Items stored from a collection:
:::

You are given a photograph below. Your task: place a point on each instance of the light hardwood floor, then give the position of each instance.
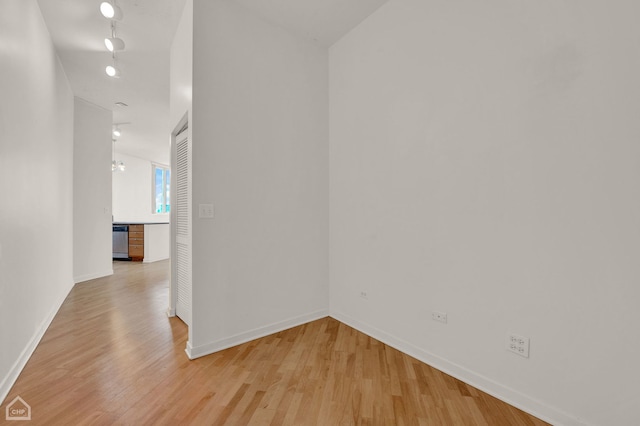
(111, 356)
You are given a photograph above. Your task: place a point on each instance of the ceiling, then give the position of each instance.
(78, 30)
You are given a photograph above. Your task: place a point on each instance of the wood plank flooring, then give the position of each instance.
(111, 356)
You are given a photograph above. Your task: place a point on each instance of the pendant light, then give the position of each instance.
(116, 165)
(113, 43)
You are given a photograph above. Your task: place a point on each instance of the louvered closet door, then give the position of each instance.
(183, 229)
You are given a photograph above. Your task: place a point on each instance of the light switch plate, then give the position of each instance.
(205, 211)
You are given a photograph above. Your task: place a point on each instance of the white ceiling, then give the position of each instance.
(324, 21)
(78, 30)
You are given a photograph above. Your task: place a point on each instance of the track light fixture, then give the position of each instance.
(111, 11)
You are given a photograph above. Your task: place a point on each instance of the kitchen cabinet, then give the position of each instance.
(136, 242)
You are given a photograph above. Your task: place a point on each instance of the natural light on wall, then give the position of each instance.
(161, 186)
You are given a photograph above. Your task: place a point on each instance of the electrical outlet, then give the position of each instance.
(439, 316)
(205, 211)
(518, 345)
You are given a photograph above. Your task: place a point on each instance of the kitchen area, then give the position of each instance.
(139, 233)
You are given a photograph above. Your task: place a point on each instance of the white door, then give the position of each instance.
(181, 261)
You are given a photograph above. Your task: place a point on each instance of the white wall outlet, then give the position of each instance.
(205, 211)
(518, 345)
(439, 316)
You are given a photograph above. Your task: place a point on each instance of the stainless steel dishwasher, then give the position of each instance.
(121, 241)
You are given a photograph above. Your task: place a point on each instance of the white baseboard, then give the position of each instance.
(9, 380)
(93, 276)
(510, 396)
(154, 259)
(238, 339)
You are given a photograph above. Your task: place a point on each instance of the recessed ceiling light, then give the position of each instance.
(110, 11)
(112, 71)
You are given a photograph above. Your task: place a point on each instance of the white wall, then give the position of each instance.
(36, 158)
(156, 242)
(485, 163)
(260, 155)
(91, 191)
(133, 191)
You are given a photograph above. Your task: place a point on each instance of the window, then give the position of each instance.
(161, 186)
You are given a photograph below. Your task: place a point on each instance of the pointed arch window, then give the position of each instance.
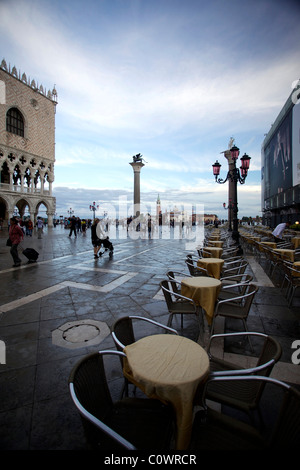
(15, 122)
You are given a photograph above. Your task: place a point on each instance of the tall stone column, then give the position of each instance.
(137, 166)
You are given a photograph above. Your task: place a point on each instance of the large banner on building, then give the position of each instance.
(278, 171)
(296, 144)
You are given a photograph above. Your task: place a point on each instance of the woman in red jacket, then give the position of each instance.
(16, 235)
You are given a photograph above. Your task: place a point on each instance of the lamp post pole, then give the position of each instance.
(234, 175)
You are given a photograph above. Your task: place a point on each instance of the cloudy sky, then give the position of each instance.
(173, 80)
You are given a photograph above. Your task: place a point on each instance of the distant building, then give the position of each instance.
(27, 146)
(280, 190)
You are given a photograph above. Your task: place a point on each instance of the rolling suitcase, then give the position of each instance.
(31, 254)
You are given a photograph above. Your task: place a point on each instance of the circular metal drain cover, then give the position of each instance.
(80, 334)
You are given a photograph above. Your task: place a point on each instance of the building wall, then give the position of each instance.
(281, 167)
(31, 157)
(39, 115)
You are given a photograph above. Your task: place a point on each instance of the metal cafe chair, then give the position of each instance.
(129, 423)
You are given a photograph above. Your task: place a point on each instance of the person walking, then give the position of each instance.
(278, 231)
(96, 242)
(73, 226)
(16, 235)
(40, 226)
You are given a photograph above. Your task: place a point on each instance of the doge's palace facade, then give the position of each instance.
(27, 145)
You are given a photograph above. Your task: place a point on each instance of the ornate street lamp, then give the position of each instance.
(93, 208)
(234, 175)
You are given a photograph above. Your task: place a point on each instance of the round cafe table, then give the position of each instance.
(296, 242)
(170, 368)
(204, 291)
(296, 265)
(212, 265)
(285, 253)
(216, 243)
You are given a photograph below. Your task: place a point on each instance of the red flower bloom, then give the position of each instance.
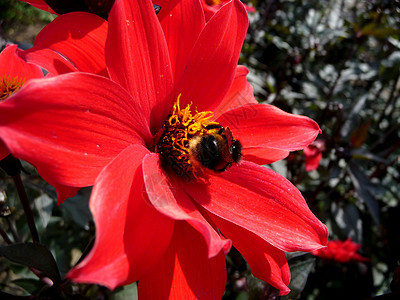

:::

> **Exercise brief**
Copy all of the rows above word for word, but leave the pictures out.

> **Solution to the exercise**
You are given a photograph below. Your task: place a point on each instance of the light hardwood floor, then give the position of each instance.
(111, 356)
You are given a photograph above. Your task: place a point on each instance of the ceiling, then give the position of each instance.
(78, 30)
You are given a photograph above. Your task: place a point on each instance of the wood plank flooring, then give the position of each instance.
(111, 356)
You are given a photograph above. Your task: place a point on each instance of the pendant light, then give the position of each instance.
(116, 165)
(113, 43)
You are given a photograph above. Your task: place a point on each instance of the louvered closet door, then give the position of each instance.
(183, 229)
You are given a photograph above. Your task: place a point on each instance of the light switch plate, then give the position of each instance.
(205, 211)
You are given a photograph above. Your task: place a point on each instance of the white ceiling, then give the position of each instance.
(324, 21)
(78, 30)
You are given a photograph above. Your task: place a point on each instance of the track light fixture, then give the position of each instance.
(111, 11)
You are given a photograph above. Your task: place a point on each instance of the kitchen cabinet, then give the position of each instance.
(136, 242)
You are given a photograph above. Your task: place a point on each instance of the natural light on wall, then give the position of each instance.
(161, 186)
You are given a photograph above. Your task: place a point on each instance of the electrical outlet, then give the position of each instance.
(439, 316)
(205, 211)
(518, 345)
You are given a photograph above. Your task: place a point on each instance of the kitchen area, then give the position of each instance.
(139, 233)
You are given a photograph above. Your task: place a point on each instance of the white door, then give the position of each instance.
(181, 261)
You are given a photograph above. Your task: place a point on each instance of the white wall outlet, then give the position of each instance.
(205, 211)
(518, 345)
(439, 316)
You are given a photograph above. Your task: place a point on each instance of the stainless steel dishwasher, then give the position of each instance.
(121, 241)
You are given a photograph above. Your task: place a point on each instance of the white baseboard, then give the position of each instance.
(9, 380)
(93, 276)
(510, 396)
(154, 259)
(238, 339)
You are given a photograph above. Your task: place a point on each instance of the recessed ceiling light, then give the position of each instance.
(110, 11)
(112, 71)
You are given a photograph above. Your task: place a point on each instance of the white wall, then give the position of each instance.
(36, 158)
(156, 242)
(485, 163)
(260, 155)
(91, 191)
(133, 191)
You are given a photograph above. Your task: place a point on each instance of the window, then give the position of each instance.
(161, 186)
You are given a photograph below. Your task: place a point on each instance of the pointed arch window, then give the position of each instance.
(15, 122)
You are given a photograph above. Your task: place a point on each instance of the tall stone column, then give the position of each instance.
(137, 166)
You are given a photograph above. Your task: place a point on each instance of the large banner on building, then give the position of each instance.
(278, 171)
(296, 144)
You are given a photograph above. Your task: place a point on each instance of the woman in red jacket, then give the position of each instance.
(16, 235)
You are given a photograph above. Your task: place a point on each instance of the lamp post pole, then give the position of each instance.
(234, 175)
You are given a photograph above. Your task: place a point on each instance of the cloudy sky, then give the position of each instance.
(173, 80)
You are given a photograph above. Your task: place a point on each instance of the distant building, then give the position of each instance.
(27, 146)
(280, 190)
You are given a photograph above. Your task: place a point on each instance of the rolling suitcase, then give the position of each instance.
(31, 254)
You are given a photograph above. Your task: place a point on each instance of the circular metal drain cover, then give the position of each instance.
(80, 334)
You are given a photograph above. Your task: place a point on each instance of the building wall, then give the position of each instance.
(281, 167)
(31, 157)
(39, 115)
You are given a photograph above. Your task: place a point on each instance of the metal cafe chair, then give the position of each instance.
(129, 423)
You are given a photograph above. Your task: place a point on each instance of the person walking, then give the position of each instance.
(278, 231)
(96, 242)
(73, 226)
(16, 235)
(40, 226)
You are given a photograph above. Your task: place a point on each instance of the doge's palace facade, then give the position of each instance.
(27, 145)
You are given a photograph above. Your task: place a point on each instance of the ornate street lamp, then give the position of each instance.
(93, 208)
(234, 175)
You are given a photograph above. Your task: place a point on each instance of the round cafe table, then give the position of each instance.
(296, 242)
(170, 368)
(204, 291)
(296, 265)
(212, 265)
(285, 253)
(216, 243)
You are given a photograph below. Your task: place a point on each instance of the red flower bloom, then give the position of each instance.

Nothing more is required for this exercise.